DESCRIPTION OF THE TASK:
Answer these from the passage on EPA flare rules below:
1. At minimum, how often must owners or operators of flares monitor visible emissions, and how long is each observation period?
2. What three forms of the combustion zone operational limit may an owner or operator choose among?
3. What requirement did the EPA reject including in the standard?

TEXT TO READ:
===
Over the last couple of years, the EPA has devoted significant enforcement resources to correcting alleged regulatory non-compliance of flares often citing federal requirements for equipment operator’s general duty under NSPS and NESHAPs. [2]  The EPA appears to be shifting away from its enforcement reliance on the general duty as the proposed rules acknowledge that existing “regulatory requirements are insufficient to ensure that refinery flares are operating consistently with the 98-percent HAP destruction efficiencies.” As a result, the EPA is proposing significant changes to standards for operations of flares, including that “refinery flares operate pilot flame systems continuously and with automatic re-ignition systems and that refinery flares operate with no visible emissions.” “Owners or operators of flares [must] monitor visible emissions at a minimum of once per day using an observation period of 5 minutes” with additional monitoring in the event of a single one minute visual observation. Further, the EPA is proposing to merge velocity requirements for steam and air assisted flares into a single standard and is proposing “new operational and monitoring requirements related to the combustion zone gas.” This requirement includes equipment that “fine-tune and control the amount of assist steam or air introduced at the flare tip such that combustion efficiency of the flare will be maximized.” “The proposed rule would allow the owner or operator flexibility to select the form of the combustion zone operational limit (i.e., net heating value, lower flammability limit, or total combustibles fraction) with which to comply in order to provide facilities the option of using monitors they may already have in place.” Also of interest, the EPA rejected including a requirement to maintain a maximum steam or air to fuel ratio in the standard as by itself it was inadequate to assure efficient operation.
===
DATASET ENTRIES:
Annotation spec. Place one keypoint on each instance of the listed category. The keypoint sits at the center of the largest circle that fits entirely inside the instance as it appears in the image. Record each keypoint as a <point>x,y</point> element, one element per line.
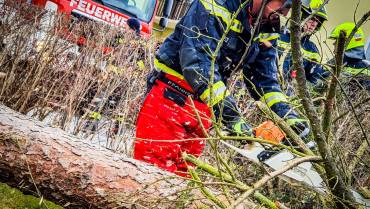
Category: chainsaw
<point>303,173</point>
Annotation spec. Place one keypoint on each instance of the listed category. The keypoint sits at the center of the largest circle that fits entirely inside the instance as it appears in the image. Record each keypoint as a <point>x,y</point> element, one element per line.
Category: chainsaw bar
<point>304,173</point>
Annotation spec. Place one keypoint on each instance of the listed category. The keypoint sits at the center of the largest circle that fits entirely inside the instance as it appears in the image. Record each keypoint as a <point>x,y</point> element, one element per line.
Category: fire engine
<point>112,12</point>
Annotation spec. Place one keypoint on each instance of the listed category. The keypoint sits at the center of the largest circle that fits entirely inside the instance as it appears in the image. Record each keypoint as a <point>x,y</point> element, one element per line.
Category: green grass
<point>11,198</point>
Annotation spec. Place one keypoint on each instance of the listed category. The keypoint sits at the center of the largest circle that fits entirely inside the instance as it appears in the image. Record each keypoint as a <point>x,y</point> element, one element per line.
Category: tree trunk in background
<point>66,169</point>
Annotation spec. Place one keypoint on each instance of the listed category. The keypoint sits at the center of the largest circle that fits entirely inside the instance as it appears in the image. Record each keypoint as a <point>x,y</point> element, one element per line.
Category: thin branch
<point>272,175</point>
<point>334,178</point>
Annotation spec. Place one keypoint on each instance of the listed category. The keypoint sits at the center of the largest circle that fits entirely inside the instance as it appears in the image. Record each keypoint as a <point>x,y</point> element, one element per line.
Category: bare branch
<point>272,175</point>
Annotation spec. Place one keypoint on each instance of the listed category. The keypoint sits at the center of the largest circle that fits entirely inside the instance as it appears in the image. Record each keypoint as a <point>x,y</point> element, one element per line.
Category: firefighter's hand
<point>300,126</point>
===
RESULT:
1. At least once per day, with a 5-minute observation period.
2. Net heating value, lower flammability limit, or total combustibles fraction.
3. A requirement to maintain a maximum steam or air to fuel ratio.